Work instructions: Retype all the entries word for word, but omit the pictures.

Entries:
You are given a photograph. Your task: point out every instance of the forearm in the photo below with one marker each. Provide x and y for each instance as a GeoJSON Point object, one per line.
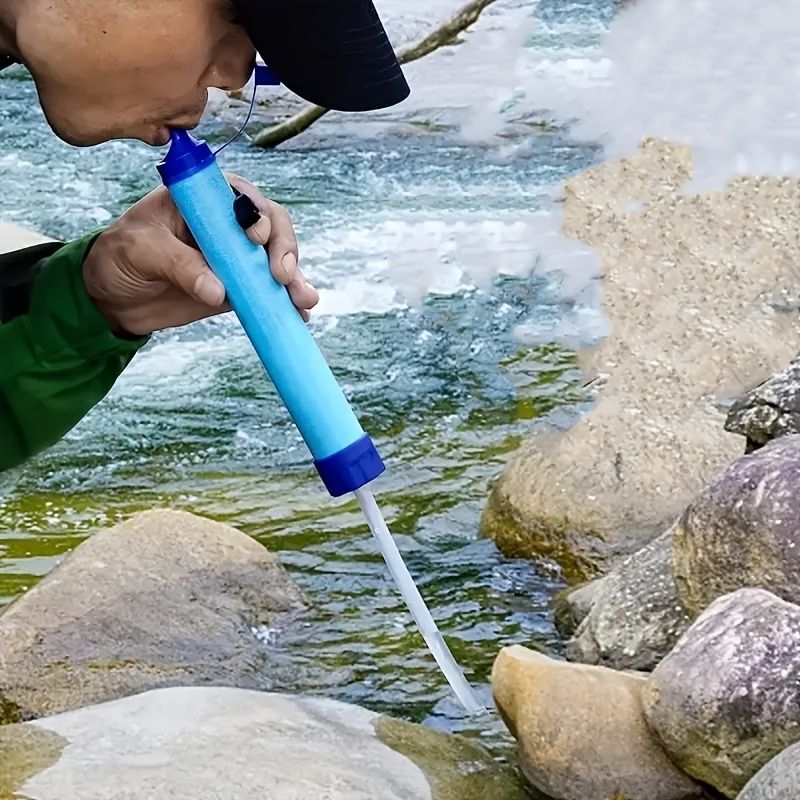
{"type": "Point", "coordinates": [57, 360]}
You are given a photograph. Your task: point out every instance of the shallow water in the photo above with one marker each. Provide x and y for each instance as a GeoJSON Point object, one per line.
{"type": "Point", "coordinates": [427, 255]}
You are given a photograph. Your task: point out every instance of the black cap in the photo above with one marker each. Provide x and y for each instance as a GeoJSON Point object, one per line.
{"type": "Point", "coordinates": [334, 53]}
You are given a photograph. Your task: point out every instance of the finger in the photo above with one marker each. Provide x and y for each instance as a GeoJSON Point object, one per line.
{"type": "Point", "coordinates": [303, 294]}
{"type": "Point", "coordinates": [282, 246]}
{"type": "Point", "coordinates": [185, 268]}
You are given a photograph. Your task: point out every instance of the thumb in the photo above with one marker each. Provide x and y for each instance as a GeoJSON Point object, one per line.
{"type": "Point", "coordinates": [187, 270]}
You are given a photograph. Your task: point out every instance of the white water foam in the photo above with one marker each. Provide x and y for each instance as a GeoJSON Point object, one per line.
{"type": "Point", "coordinates": [720, 77]}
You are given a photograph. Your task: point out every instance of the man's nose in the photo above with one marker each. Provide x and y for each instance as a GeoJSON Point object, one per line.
{"type": "Point", "coordinates": [231, 71]}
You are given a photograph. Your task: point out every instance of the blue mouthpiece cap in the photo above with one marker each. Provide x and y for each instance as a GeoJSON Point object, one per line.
{"type": "Point", "coordinates": [185, 157]}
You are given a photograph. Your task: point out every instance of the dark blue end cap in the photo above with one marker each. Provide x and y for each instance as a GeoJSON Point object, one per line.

Solved exercise:
You are given a photograph. Your task: point out every instance of the forearm in the photo below with one marker each. Provide x and y for each instance as a GeoJSON Point object, one per line.
{"type": "Point", "coordinates": [57, 360]}
You are given a photograph. Your task: point out every instance of the shallow water in the photo above with one marker each. Provide x and y for each instance as a GeoJSON Point object, one per line.
{"type": "Point", "coordinates": [427, 255]}
You are given a photograph. Your task: point out every instance of the black cap in the photo above with one marker each. Provide x and y for each instance as a GeoJSON Point object, one per line.
{"type": "Point", "coordinates": [334, 53]}
You are given a photograph. Your task: point out every instance of the finger in the photo above with one marker each. Provide x and y for each instance as a GeoJSON Point object, one per line.
{"type": "Point", "coordinates": [303, 294]}
{"type": "Point", "coordinates": [282, 246]}
{"type": "Point", "coordinates": [185, 268]}
You are given a photograph. Your task: point out every instance of the thumb in the photo above with one marker each. Provide x and y for each instance as a GeoJSON Point object, one per line.
{"type": "Point", "coordinates": [187, 270]}
You are given a photograph. Your task: point out every instance of the white water foam in the photo above with one marker each. Provide x and y for each instance as a GeoJSON Point object, one per line.
{"type": "Point", "coordinates": [720, 77]}
You are given a photograph. Your task: point out every instance of the man's nose in the photo above with one marker each. Provide x and y for each instance as a GeoJSON Point object, one per line.
{"type": "Point", "coordinates": [231, 71]}
You are given a photograph. Your task: point out every instance of the blue mouthpiece cap in the photo above with one marker each. Provide x and y for each instance as a GeoJSON Point object, one per line.
{"type": "Point", "coordinates": [185, 157]}
You are given a photograph. Your task: point out every instance of the dark blue end cap in the photo above with one marker each. Provide x and y for each instance as a GeoJSON Point object, one per line.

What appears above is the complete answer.